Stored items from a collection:
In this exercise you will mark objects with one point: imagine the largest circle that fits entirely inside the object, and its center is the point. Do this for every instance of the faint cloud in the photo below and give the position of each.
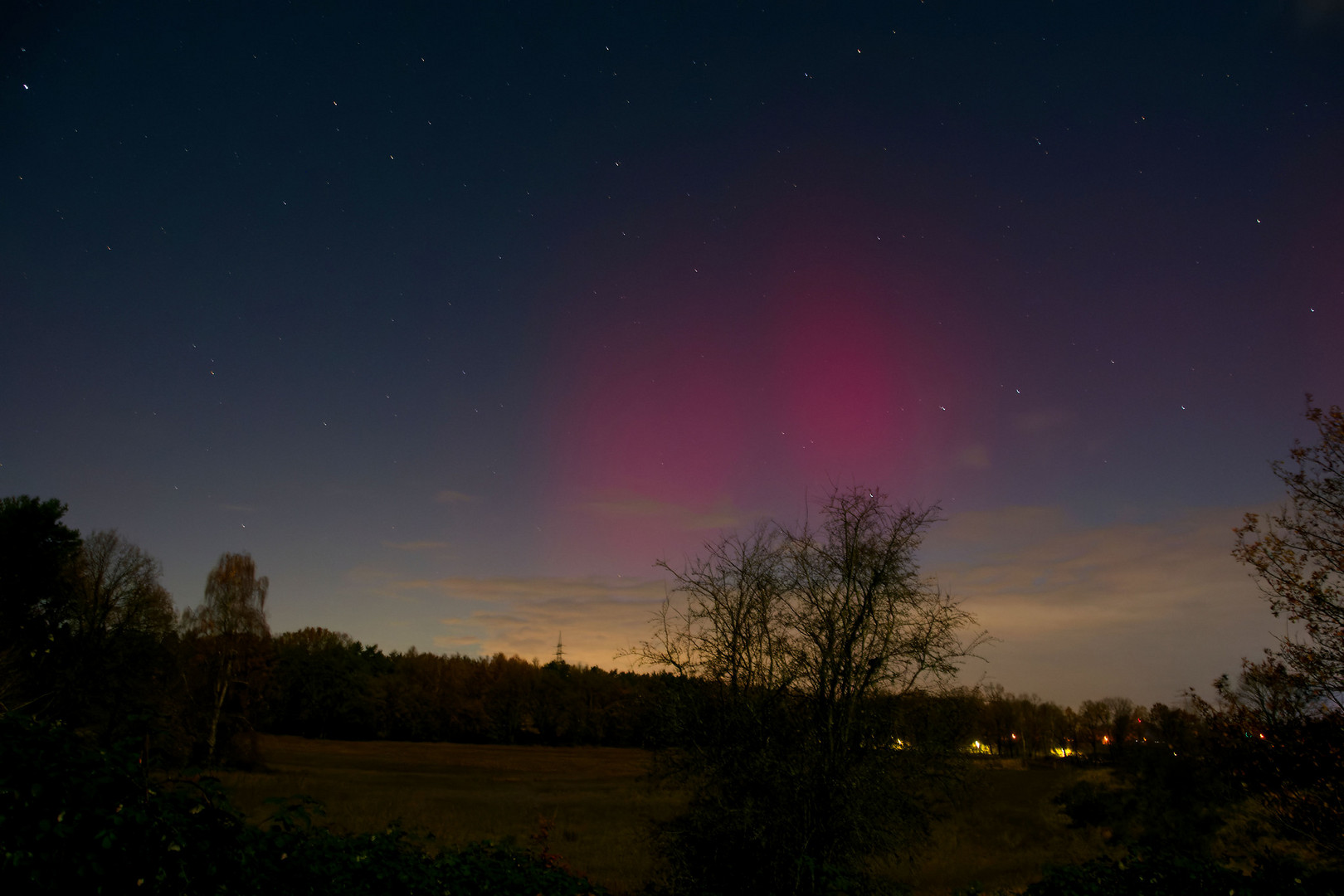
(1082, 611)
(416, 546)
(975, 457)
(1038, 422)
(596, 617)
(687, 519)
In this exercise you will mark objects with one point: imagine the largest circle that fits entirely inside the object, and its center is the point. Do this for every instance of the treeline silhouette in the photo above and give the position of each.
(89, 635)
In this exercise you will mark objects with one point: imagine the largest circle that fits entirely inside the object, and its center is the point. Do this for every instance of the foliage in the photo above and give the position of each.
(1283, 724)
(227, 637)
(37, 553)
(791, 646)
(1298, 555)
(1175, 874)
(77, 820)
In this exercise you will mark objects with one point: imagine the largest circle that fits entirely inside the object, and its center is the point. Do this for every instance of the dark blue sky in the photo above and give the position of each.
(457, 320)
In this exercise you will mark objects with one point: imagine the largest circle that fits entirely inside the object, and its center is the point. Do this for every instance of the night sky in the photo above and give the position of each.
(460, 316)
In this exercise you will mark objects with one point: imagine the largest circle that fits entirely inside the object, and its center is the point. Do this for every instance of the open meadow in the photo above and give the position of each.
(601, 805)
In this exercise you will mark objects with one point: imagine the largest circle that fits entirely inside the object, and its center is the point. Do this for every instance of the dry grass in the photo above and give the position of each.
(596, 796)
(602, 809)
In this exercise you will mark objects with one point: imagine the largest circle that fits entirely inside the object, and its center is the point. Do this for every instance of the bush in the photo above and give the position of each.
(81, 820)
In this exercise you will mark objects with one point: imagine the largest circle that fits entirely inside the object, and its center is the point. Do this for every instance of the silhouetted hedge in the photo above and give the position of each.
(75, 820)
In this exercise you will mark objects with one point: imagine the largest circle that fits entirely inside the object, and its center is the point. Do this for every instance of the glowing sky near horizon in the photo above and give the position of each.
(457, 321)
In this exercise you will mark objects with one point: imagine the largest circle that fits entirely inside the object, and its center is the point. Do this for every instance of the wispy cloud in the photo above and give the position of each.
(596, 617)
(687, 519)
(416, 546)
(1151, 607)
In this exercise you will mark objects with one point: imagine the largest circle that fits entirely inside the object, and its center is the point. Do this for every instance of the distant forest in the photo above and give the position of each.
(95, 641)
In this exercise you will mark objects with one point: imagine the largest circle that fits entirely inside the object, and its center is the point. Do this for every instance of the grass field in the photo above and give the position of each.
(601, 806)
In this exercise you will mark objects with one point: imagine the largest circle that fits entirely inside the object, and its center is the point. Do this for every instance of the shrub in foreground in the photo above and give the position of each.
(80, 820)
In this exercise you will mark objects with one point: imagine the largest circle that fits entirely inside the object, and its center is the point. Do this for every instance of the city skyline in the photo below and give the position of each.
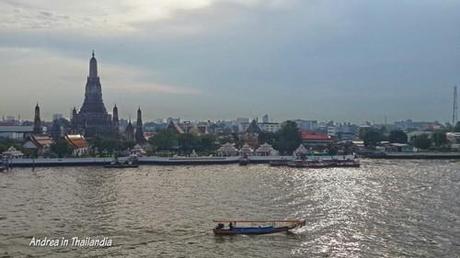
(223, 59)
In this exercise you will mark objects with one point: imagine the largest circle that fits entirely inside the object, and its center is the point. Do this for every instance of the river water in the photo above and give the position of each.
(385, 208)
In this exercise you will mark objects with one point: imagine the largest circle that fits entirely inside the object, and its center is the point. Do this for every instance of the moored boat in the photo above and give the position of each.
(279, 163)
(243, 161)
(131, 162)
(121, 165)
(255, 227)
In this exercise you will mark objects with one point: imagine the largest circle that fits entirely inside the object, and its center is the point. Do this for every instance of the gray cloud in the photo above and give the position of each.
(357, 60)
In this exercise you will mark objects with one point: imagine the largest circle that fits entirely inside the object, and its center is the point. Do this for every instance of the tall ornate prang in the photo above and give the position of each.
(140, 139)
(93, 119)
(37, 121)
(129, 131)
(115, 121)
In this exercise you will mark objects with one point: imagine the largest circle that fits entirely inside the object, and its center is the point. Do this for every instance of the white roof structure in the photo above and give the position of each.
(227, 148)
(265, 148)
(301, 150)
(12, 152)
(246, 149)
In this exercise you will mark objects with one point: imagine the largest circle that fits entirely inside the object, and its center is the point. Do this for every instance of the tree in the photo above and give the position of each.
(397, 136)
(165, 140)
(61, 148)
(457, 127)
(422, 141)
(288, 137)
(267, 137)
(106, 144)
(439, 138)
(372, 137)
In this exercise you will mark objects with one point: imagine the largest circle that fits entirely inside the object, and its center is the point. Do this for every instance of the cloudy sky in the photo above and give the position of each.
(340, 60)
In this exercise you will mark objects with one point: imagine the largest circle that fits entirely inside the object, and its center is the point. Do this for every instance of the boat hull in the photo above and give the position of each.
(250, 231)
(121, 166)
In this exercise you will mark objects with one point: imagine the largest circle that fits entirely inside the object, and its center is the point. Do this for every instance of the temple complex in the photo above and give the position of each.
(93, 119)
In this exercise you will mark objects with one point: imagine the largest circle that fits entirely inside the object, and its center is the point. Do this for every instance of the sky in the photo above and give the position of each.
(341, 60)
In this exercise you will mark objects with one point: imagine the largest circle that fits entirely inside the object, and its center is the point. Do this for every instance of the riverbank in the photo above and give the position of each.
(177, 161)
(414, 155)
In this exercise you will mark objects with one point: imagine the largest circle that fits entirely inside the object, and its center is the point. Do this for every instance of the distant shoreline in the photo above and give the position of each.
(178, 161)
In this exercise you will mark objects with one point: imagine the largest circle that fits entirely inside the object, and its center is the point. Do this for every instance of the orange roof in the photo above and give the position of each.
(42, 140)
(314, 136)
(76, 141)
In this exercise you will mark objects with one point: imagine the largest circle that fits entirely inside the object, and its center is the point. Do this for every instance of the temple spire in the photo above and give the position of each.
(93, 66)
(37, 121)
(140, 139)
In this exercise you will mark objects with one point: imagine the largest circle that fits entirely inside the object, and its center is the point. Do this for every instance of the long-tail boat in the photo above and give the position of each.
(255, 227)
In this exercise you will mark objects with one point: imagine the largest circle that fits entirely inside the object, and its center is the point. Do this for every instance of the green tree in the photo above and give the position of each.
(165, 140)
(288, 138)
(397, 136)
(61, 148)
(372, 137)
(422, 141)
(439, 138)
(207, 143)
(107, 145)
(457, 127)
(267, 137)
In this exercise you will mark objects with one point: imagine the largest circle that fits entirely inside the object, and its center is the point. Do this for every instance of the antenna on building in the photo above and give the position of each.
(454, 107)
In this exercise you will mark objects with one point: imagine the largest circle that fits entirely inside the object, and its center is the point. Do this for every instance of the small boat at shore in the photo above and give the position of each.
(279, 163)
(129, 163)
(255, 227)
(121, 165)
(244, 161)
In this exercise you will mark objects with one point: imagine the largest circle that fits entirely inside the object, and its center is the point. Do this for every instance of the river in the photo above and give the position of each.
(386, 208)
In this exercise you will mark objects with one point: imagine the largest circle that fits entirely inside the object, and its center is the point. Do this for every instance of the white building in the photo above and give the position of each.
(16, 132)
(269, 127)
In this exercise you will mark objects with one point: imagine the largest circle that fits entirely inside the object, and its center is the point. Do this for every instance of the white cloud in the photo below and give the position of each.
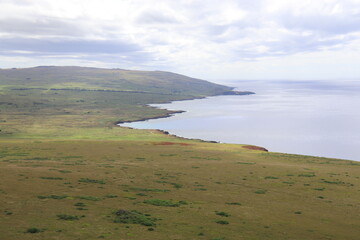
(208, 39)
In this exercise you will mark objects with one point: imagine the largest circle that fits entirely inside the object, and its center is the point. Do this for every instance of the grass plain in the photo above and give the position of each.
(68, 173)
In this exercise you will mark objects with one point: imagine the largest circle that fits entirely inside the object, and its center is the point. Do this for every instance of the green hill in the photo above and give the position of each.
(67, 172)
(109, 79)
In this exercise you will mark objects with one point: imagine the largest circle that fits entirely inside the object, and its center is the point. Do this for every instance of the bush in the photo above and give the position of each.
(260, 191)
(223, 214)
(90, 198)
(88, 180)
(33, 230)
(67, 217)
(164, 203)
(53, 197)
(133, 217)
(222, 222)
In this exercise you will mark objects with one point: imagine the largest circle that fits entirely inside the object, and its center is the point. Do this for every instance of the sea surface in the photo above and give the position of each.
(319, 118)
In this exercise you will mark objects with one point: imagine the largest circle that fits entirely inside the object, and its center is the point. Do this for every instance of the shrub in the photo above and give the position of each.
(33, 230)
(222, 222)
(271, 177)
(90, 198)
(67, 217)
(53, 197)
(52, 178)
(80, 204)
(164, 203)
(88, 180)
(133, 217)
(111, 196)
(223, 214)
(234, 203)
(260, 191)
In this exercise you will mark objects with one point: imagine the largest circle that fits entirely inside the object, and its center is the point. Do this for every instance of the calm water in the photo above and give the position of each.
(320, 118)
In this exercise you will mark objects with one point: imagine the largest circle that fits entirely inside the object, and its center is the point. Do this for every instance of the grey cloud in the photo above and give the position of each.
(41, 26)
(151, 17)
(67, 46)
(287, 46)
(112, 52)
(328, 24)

*Your instructions*. Output nothing but the lines from the one with "of the grey" through the last line above, each exactly as it stands.

*Result of this exercise*.
In this exercise you will mark objects with one point: imagine the largest circle that fits entirely inside the object, and its center is the point. Do this for every instance of the grey cloud in the photo above and give the position of each.
(41, 26)
(151, 17)
(67, 46)
(287, 46)
(112, 52)
(328, 24)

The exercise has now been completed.